* DOCUMENT SEGMENT:
● ● ● ●

AUSTIN, TX -- The following statement is attributable to Joyce Knestrick, PhD, APRN, C-FNP, FAANP, concerning the American Medical Association’s call for a national strategy opposing independent practice for non-physician health care providers, including model legislation and public relations campaigns.

“The American Medical Association (AMA) has asserted, once again, its commitment to put the profit of its physician membership ahead of patients and their access to high-quality health care. Today, there are more than 234,000 nurse practitioners practicing across the United States, strengthening health care access and delivery in nearly every community in the country and every health care setting - from clinics, hospitals, Veterans Affairs and Indian Health Care facilities, emergency rooms, urgent care sites, private physician or NP practices (both managed and owned by NPs), nursing homes, schools, colleges, retail clinics, public health departments, nurse managed clinics, homeless clinics to home health.

While the AMA focuses its efforts on resolutions and tactics designed to limit patient access to the health care provider of their choice, the American Association of Nurse Practitioners (AANP) and its members continue to ensure every patient gains access to the health care they need, when and where they need it. Overwhelmingly, the American public supports policies that give them direct access to the health care provider of their choice.

Today, we call on the AMA to stop hampering access to care. Stop the rhetoric and resolutions that undermine patient choice, access and true coordinated care. The AMA’s ongoing fear mongering and physician protectionist resolutions are hurting patients and negatively impacting the health of our nation. It’s time the AMA lay their dated tactics aside. The evidence is clear: Nurse practitioners provide safe, high quality care; and states where NPs are prevented from independent license consistently rank among the poorest on health outcomes, access to primary care and geographic disparities in care.

● ● ● ●

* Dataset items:
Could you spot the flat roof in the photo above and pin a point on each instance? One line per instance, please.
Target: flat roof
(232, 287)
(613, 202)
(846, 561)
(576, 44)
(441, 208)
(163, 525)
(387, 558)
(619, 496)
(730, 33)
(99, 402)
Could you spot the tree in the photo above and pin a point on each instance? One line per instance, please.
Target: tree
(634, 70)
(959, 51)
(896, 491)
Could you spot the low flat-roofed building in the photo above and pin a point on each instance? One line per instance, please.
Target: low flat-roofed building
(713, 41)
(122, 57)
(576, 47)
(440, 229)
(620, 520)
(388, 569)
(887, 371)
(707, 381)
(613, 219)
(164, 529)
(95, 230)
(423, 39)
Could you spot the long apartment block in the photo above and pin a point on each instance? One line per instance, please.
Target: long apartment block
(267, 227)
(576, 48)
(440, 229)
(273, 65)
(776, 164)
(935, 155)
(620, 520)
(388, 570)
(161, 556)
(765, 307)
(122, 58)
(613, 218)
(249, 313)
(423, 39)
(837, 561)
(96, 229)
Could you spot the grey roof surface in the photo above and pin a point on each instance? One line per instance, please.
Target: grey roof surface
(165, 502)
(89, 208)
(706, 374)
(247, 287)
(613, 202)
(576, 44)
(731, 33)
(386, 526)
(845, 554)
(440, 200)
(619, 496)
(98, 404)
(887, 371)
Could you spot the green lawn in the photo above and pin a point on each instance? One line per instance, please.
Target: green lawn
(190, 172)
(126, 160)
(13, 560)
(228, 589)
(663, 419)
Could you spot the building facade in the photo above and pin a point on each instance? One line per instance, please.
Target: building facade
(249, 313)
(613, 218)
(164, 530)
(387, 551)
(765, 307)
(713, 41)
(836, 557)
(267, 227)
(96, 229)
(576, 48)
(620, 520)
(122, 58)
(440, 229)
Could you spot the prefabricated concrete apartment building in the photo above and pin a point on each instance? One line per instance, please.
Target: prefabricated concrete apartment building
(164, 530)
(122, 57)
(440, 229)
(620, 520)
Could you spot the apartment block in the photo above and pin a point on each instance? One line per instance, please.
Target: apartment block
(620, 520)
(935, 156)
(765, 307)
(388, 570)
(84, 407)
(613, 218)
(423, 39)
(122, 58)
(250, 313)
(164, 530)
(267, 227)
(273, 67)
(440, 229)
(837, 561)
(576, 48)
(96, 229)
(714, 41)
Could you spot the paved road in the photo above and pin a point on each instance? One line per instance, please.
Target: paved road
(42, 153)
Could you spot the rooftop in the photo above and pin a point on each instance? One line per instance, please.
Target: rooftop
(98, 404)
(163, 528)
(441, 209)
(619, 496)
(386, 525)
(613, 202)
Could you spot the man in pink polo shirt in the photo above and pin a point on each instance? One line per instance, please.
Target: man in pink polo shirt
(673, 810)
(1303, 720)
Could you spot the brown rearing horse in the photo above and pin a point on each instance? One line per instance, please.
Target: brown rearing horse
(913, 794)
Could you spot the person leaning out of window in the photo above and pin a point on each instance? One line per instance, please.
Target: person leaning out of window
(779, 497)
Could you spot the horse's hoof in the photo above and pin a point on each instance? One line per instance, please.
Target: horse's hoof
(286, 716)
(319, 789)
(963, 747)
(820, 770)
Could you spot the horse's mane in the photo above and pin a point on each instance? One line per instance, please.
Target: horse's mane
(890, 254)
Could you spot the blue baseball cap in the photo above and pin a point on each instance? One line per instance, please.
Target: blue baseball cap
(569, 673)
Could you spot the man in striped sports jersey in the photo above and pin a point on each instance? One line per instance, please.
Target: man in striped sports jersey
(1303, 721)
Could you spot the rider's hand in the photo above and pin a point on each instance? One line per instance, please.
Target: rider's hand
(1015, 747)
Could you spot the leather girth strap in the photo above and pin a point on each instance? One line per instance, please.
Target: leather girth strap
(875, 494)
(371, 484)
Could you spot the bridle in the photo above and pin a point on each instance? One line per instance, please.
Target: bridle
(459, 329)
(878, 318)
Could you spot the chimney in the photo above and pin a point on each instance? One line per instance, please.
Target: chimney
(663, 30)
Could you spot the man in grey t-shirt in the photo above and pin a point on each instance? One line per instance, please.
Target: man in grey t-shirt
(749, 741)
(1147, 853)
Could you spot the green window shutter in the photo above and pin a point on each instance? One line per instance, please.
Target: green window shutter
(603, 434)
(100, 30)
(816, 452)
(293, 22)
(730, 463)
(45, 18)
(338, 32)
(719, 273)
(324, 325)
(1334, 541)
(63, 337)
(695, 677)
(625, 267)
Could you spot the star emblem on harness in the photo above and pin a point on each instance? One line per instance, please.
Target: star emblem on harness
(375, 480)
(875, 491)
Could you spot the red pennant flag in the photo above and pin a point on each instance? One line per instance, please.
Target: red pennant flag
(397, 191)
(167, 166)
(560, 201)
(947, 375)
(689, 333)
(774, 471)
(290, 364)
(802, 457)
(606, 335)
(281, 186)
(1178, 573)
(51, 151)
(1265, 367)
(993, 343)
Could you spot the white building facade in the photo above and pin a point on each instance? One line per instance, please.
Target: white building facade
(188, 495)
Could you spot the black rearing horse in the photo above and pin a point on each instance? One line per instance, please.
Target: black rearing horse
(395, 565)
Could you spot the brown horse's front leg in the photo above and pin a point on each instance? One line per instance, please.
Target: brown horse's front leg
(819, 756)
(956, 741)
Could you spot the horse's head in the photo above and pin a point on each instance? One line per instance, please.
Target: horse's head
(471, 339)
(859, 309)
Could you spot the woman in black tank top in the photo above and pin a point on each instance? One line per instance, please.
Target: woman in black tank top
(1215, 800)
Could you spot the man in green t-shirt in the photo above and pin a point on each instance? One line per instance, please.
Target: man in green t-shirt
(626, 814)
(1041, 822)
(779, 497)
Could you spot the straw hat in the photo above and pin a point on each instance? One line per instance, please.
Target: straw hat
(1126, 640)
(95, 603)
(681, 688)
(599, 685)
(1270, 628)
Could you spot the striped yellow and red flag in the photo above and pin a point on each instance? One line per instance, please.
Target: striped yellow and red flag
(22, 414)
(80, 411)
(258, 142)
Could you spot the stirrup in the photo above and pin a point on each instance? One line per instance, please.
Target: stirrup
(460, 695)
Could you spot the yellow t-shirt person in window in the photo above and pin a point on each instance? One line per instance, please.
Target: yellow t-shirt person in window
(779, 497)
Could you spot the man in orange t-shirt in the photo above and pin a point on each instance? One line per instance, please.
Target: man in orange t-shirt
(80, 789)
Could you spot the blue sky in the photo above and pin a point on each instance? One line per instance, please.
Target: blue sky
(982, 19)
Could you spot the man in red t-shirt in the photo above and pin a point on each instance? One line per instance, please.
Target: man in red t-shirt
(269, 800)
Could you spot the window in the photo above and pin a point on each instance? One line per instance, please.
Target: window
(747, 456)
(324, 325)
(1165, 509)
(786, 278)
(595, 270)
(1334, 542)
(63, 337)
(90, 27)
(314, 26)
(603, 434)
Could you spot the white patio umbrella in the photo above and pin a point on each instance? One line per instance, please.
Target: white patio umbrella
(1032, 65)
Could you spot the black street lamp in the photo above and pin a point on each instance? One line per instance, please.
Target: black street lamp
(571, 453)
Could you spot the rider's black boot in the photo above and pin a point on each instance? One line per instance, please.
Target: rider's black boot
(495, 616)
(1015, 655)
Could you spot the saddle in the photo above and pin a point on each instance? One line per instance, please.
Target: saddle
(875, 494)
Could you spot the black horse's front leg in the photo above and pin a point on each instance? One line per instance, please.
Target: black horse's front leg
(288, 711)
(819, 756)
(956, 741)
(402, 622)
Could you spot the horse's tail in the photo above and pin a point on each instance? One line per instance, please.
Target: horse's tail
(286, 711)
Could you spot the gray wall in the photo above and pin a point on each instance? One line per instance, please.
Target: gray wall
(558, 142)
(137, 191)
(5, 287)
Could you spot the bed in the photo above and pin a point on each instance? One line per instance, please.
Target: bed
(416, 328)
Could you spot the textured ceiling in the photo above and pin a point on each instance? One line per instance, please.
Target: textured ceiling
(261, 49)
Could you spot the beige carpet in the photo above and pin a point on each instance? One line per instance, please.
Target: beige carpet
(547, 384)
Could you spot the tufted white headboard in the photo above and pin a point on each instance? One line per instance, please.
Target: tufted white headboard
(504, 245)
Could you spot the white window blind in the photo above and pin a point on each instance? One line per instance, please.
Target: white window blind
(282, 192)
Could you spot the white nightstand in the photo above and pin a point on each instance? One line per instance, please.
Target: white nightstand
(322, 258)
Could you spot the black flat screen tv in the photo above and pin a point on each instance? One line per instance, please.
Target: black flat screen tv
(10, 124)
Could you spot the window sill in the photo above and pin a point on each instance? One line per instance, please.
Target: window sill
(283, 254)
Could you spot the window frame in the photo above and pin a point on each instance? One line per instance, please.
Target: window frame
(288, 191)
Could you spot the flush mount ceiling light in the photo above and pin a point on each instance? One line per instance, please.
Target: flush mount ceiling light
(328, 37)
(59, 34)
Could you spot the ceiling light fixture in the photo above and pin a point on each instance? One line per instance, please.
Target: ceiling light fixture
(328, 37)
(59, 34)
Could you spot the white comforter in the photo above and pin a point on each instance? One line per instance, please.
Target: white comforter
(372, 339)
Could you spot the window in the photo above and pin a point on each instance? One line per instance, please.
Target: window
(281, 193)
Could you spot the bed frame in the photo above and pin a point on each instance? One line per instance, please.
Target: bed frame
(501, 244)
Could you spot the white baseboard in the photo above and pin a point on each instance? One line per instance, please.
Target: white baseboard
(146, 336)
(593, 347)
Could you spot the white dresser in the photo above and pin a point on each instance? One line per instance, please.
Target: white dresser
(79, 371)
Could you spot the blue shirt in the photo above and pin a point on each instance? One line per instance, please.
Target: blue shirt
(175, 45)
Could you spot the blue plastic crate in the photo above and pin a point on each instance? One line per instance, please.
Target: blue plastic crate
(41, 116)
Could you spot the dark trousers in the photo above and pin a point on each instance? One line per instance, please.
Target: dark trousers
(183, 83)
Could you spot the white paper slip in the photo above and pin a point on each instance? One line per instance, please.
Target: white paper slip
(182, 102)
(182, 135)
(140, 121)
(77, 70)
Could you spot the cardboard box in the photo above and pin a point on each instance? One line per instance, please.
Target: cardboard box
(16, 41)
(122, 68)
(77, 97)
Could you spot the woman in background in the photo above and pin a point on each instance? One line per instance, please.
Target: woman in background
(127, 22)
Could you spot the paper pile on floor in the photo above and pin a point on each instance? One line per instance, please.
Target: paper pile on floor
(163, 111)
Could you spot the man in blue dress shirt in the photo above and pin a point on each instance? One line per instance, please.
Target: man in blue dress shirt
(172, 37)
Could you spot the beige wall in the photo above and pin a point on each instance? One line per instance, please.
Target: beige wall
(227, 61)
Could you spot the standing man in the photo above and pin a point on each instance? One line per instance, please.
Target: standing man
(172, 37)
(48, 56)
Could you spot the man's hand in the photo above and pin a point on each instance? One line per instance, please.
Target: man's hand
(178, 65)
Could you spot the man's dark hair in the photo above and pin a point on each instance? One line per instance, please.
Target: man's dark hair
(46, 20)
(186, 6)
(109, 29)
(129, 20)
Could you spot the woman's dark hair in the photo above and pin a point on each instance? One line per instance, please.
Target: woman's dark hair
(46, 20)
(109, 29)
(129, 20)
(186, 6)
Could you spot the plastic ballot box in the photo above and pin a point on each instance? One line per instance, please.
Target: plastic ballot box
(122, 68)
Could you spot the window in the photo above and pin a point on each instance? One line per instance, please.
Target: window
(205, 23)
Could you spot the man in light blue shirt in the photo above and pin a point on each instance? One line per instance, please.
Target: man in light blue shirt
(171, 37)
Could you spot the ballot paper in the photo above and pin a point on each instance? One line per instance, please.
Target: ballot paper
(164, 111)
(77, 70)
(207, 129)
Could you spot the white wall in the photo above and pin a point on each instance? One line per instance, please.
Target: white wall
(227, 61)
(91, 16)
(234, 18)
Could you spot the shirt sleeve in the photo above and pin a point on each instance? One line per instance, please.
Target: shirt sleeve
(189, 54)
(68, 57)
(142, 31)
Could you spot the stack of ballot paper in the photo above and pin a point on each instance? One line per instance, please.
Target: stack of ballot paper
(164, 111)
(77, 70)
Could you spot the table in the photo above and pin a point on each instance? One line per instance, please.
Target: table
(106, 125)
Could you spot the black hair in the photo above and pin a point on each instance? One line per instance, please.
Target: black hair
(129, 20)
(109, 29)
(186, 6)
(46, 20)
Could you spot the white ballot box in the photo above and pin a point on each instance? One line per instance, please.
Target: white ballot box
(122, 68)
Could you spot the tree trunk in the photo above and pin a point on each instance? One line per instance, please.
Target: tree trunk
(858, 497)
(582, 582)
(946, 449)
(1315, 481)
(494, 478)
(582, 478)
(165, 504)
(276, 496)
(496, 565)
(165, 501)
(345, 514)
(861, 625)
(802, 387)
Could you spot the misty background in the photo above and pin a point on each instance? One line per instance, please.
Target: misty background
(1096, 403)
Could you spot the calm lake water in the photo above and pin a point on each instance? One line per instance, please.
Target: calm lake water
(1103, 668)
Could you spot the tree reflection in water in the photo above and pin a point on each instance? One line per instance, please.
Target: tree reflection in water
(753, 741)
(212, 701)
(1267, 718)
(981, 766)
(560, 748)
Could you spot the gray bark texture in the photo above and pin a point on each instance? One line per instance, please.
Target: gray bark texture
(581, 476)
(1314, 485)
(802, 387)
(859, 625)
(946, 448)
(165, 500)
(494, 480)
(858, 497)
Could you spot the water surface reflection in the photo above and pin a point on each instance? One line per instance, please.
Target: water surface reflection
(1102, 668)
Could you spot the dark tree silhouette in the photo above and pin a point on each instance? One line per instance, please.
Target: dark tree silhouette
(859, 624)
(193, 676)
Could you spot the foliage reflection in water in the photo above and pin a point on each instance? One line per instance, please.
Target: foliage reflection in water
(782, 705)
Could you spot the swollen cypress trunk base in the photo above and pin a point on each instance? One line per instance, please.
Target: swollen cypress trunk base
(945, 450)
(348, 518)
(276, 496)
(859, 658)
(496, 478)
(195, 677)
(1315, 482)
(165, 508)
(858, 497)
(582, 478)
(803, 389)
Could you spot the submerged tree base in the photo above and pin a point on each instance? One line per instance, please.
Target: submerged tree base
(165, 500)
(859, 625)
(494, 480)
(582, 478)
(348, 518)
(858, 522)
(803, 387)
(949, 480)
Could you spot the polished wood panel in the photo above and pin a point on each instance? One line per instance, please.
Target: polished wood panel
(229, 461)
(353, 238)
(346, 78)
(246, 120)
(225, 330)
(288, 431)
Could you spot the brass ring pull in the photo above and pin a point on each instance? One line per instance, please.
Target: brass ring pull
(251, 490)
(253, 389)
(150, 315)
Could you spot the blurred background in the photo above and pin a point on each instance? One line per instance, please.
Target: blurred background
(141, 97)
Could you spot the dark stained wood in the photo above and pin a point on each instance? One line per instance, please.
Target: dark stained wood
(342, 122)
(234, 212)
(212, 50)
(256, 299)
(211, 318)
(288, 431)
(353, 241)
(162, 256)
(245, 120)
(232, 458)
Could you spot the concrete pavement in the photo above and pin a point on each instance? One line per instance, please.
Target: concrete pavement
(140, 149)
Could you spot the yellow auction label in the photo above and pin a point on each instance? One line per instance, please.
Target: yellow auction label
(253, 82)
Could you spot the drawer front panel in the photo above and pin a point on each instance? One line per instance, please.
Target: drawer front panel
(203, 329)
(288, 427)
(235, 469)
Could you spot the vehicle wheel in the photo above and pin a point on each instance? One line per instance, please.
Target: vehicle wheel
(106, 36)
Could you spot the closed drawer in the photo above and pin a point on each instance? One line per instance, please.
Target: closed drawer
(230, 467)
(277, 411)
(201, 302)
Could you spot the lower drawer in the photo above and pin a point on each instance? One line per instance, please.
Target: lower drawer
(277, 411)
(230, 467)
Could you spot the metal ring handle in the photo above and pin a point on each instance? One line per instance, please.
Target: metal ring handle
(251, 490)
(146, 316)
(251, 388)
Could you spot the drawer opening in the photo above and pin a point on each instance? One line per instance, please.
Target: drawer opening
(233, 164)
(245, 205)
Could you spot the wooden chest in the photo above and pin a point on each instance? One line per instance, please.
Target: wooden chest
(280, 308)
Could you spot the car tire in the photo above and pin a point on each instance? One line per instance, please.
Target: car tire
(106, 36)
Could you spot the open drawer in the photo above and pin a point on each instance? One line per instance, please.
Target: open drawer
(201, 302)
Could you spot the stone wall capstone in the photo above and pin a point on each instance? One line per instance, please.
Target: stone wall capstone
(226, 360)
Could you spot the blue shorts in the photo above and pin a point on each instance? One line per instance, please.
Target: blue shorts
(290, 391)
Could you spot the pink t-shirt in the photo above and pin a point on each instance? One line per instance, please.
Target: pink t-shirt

● ● ● ●

* TASK INSTRUCTIONS:
1. Using the nurse practitioner statement, decide whether each claim agrees with it. Answer yes or no for each and quote the words that settle it. (a) More than 234,000 nurse practitioners are practicing across the United States. (b) The AMA called for a national strategy supporting independent practice for non-physician health care providers. (c) The statement is dated from Austin, Texas.
2. According to the nurse practitioner statement, how do states that prevent NPs from independent license rank?
3. Carry on the nurse practitioner statement past its final sentence.

* RESULTS BY TASK:
1.
(a) Yes: "Today, there are more than 234,000 nurse practitioners practicing across the United States"
(b) No: "the American Medical Association’s call for a national strategy opposing independent practice for non-physician health care providers"
(c) Yes: "AUSTIN, TX"

2. They consistently rank among the poorest on health outcomes, access to primary care and geographic disparities in care.

3.
Every major study over the last 50 years has found care provided by nurse practitioners to be safe, effective and similar in outcome to care provided by physicians. There is no study that suggests that care provided in states with more restrictive licensure is safer than states with independent licensure. In fact, more recent studies have suggested that states with more restricted laws, like those proposed by the AMA, cost more, impede access, and are less efficient. A system built in this manner does not serve patients’ health care needs, and we strive for something better. We strive to ensure high-quality health care access and positive health outcomes through the health care provider of their choice.

For decades, AANP has stood with and for patients to advocate for patient choice, improved access to care, and the removal of artificial and dated barriers to care. In that time, 40 percent of states have adopted Full Practice Authority and tens of millions of patients have gained direct and timely access to care.

AANP will continue to advocate for patients and policies that support their health, including Full Practice Authority, retiring barriers to care, and the adoption of the Consensus Model for APRN licensure.”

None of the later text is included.